### TASKS
a – In the wedding photo comments, print the passage from "You were a beautiful" to "love the veil.".
b – In the wedding photo comments, what does dogloverx3 say they love?
c – Go on with the wedding photo comments after the last comment shown.

### EXCERPTED TEXT
___
You were a beautiful bride, and the fluffs were just adorable. Did they walk you down the isle?


----------



## Moxie'smom (Dec 16, 2007)

Beautiful pictures! and i too love the veil.


----------



## dogloverx3 (Apr 14, 2006)

Everyone looked SOOOO PRETTY . I love that you included your dogs in your wedding photos . Sarah


----------



## HEINI (Feb 4, 2007)

* :wub: :wub: :wub: :wub: those pictures warm my heart. 
wonderful and you are so pretty in your dress. 
the two are looking at you as if they are saying, MOM? whats that on your head?? :biggrin: but simply perfect.
the last one brings tears to my eyes. alle the best, lots of love and heath and happiness for you and your family!!*


----------



## Cosy (Feb 9, 2006)

Precious pics of your babies and you two. THe veils were beautiful.
___
### DATA ENTRIES
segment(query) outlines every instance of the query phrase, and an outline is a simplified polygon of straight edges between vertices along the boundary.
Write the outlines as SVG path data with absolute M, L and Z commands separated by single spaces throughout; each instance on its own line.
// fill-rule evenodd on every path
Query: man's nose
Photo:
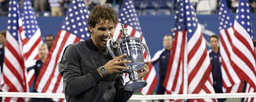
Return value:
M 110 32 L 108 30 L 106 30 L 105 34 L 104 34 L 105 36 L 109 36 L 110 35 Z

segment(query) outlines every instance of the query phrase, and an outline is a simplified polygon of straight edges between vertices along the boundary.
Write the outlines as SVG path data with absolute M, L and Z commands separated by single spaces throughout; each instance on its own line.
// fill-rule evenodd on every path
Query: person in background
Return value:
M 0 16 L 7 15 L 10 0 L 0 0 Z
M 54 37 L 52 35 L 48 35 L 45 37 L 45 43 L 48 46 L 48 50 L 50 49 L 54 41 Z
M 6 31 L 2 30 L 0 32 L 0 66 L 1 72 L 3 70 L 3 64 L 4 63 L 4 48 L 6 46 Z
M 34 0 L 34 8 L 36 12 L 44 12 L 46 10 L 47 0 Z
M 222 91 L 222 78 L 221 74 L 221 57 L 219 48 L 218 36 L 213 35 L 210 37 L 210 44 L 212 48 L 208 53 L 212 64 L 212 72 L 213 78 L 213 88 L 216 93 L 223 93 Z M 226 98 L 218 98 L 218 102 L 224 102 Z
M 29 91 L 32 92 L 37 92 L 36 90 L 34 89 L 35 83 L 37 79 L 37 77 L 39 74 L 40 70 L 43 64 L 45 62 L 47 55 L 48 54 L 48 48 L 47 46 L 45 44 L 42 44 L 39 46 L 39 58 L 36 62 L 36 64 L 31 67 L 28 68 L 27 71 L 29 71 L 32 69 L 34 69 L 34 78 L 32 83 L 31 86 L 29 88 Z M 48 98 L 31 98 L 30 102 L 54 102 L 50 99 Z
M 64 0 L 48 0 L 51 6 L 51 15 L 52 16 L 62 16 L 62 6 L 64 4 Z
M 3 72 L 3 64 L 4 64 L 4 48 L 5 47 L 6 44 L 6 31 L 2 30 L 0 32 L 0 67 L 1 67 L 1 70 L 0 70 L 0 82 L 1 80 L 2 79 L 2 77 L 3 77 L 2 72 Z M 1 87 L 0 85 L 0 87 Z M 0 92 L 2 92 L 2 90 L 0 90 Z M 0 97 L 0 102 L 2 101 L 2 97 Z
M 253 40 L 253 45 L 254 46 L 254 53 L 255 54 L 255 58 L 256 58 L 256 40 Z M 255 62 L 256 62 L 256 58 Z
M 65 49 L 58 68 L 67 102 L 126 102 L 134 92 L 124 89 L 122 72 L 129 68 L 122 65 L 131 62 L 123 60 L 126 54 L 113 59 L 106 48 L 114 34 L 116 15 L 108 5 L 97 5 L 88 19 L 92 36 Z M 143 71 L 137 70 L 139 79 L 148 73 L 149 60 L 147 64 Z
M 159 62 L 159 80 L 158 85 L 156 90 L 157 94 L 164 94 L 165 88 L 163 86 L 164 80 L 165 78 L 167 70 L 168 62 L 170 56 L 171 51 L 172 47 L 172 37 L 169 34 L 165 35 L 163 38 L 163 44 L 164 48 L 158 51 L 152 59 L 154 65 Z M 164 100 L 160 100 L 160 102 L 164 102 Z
___
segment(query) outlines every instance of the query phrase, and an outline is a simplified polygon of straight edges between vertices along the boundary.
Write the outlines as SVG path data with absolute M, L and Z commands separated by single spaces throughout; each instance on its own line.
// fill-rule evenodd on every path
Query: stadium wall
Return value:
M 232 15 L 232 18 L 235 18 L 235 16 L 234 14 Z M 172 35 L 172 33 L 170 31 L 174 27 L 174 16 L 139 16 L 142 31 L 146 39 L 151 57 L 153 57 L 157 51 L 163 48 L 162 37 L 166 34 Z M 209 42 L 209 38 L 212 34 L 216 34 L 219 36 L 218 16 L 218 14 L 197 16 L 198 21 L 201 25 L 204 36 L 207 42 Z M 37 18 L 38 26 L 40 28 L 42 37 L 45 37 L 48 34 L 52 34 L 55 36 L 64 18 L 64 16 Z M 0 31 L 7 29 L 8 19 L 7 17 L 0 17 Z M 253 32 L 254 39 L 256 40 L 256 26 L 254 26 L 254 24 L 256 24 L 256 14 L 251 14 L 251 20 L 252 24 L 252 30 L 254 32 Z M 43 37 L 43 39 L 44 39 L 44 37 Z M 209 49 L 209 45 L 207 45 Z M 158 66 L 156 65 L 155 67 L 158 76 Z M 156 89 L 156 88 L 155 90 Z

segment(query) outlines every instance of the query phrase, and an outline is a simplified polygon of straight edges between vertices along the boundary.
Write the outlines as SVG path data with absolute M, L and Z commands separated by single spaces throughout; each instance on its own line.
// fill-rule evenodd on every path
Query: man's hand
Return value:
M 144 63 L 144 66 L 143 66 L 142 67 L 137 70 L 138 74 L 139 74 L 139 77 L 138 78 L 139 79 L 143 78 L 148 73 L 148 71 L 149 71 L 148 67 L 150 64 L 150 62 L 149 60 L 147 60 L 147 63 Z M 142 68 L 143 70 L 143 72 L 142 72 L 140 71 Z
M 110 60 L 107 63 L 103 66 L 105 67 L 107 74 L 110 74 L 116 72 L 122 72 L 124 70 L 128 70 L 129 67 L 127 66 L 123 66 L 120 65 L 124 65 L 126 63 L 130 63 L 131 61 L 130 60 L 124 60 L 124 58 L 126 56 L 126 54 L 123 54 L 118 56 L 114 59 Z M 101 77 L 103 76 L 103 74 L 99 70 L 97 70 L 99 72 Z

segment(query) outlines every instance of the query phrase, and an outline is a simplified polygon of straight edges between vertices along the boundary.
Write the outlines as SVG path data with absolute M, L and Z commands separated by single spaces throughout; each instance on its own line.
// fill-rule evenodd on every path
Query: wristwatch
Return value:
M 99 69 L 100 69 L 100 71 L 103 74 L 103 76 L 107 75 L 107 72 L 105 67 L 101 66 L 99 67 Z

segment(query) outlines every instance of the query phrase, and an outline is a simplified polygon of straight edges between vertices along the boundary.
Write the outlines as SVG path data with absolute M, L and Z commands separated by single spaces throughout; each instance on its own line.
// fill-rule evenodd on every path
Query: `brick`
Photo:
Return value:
___
### RESULTS BY TASK
a –
You were a beautiful bride, and the fluffs were just adorable. Did they walk you down the isle?


----------



## Moxie'smom (Dec 16, 2007)

Beautiful pictures! and i too love the veil.

b – That the dogs were included in the wedding photos.

c –
----------



## Matilda's mommy (Jun 1, 2005)

oh my gosh those pictures are priceless :wub: brought tears to my eyes, you were such a beautiful bride.


----------



## chloeandj (Apr 1, 2005)

Oh wow, so gorgeous!


----------



## Krystal (Feb 3, 2007)

Those are beautiful pictures! Your dress was beautiful, you were beautiful, and babies were adorably beautiful!!


----------



## Cupcake2007 (Jan 22, 2008)

OMG!!! the pictures are soooo Purtiful!!!!!!!!!!!!!!! beautiful beautiful!!! CupCake cant Wait til she gets married! she wants to know if she can borrow emma's veil!!

love, Cupcake


----------



## Maidto2Maltese (Oct 19, 2004)

What lovely photos!! As others have said that one on the couch is just priceless!!! 
You certainly were a beautiful bride!!!!!!!!!!


----------



## Kara (Apr 29, 2007)

Aww those photos are soo pretty.

Everyone looked beautiful.


----------



## ittyboo (May 15, 2007)

Great photos and what a lovely bride you are. Your dress is absolutly beautifull!
Thats really wonderful you had the fluffs with you on your special day.


----------



## coco (Sep 20, 2006)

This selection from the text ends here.